Stored data entries
┏━━

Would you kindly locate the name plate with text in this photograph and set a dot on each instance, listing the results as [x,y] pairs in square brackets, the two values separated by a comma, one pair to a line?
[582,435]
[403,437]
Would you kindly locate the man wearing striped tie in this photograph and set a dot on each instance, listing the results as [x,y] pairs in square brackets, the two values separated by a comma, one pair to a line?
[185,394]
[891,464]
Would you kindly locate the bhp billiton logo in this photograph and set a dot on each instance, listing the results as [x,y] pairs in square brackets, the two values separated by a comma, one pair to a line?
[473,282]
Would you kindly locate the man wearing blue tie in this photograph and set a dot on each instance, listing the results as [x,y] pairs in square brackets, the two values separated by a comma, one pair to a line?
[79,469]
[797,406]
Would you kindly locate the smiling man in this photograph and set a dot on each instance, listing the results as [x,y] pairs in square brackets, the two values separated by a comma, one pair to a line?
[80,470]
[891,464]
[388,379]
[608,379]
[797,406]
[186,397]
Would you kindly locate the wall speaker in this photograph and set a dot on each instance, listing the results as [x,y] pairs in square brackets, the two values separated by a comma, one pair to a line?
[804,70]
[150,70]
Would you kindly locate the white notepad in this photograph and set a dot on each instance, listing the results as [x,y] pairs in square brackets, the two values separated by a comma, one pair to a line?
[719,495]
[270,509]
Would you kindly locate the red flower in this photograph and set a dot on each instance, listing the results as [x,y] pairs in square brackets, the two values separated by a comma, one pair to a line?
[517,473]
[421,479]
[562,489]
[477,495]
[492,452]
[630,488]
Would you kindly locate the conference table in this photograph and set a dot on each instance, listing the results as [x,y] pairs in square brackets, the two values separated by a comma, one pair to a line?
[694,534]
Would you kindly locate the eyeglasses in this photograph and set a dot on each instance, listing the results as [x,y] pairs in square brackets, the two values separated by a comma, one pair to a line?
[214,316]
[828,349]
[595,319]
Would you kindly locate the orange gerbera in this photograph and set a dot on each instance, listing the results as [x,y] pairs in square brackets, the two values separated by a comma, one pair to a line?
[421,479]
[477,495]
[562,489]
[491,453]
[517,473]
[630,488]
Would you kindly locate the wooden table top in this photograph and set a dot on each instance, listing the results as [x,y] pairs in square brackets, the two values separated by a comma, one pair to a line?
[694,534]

┗━━

## Task to complete
Each record should be transcribed exactly as it was written.

## Exercise answer
Would you kindly locate the name plate with text in this photograph and set a dot on each instance, listing the results as [x,y] pairs in square brackets, the two values separated by a comma, one pair to a line?
[582,435]
[403,437]
Would you kindly locate the man wearing striped tie in this photograph and set a dot on each instance, listing the results as [x,y] pairs in square brackets, the two values separated by a comma, one pair to a line?
[185,394]
[891,464]
Would you kindly locate the bhp billiton logo in this photograph and set a dot on each instance, listing the results as [x,y] pairs in square brackets, the two values separated by a comma, one pair to a line?
[473,282]
Would you kindly locate the man wearing blue tie in this photograph and set a dot on each instance, listing the results as [x,y] pairs in square brackets, the two values separated by a comma, one pair to a line?
[79,469]
[797,406]
Would you kindly locate the smiling man in this photograph and set a dot on each instance, listing the results as [x,y] pairs in square brackets, the two values separated by a comma, one pair to a line?
[80,470]
[891,464]
[388,379]
[608,379]
[797,406]
[186,397]
Would you kindly locate the wall speaker in this photograph and set a dot on each instance, listing the results as [x,y] pairs in square brackets, the two values separated by a comma, one pair to a line?
[804,70]
[150,70]
Would you kindly locate the white notepad in this photograph and set a dot on each instance, listing the results as [x,y] pairs in square brackets, the two values separated by a comma, one pair to a line?
[719,495]
[270,509]
Would you kindly locate the red flower in this photograph and set a dot on each instance, listing the results as [x,y] pairs in square brackets, the two values separated by a comma, one pair to a line?
[517,473]
[421,479]
[562,489]
[477,495]
[492,452]
[630,488]
Would you kindly locate the conference table in this photograph and set a dot on each instance, listing the results as [x,y] pairs in square brackets, the two values separated by a comma, one pair to a line?
[694,534]
Would you kindly locate the eyeglasses in this photograph and set a dot on each instance, listing the results as [x,y] pairs in square brackets, the two values separated by a comma, one pair to a line?
[214,316]
[828,349]
[595,319]
Would you kindly locate the orange gerbera in this photograph and set a dot on each instance, listing the results as [x,y] pairs in square brackets, the two values separated by a comma, one pair to a line?
[421,479]
[477,495]
[562,489]
[491,453]
[517,473]
[630,488]
Would you kindly locate the wooden table top in this photograph and set a dot on each instance, listing the results as [x,y] pairs in square brackets, the two values separated by a comma, one pair to a line?
[694,534]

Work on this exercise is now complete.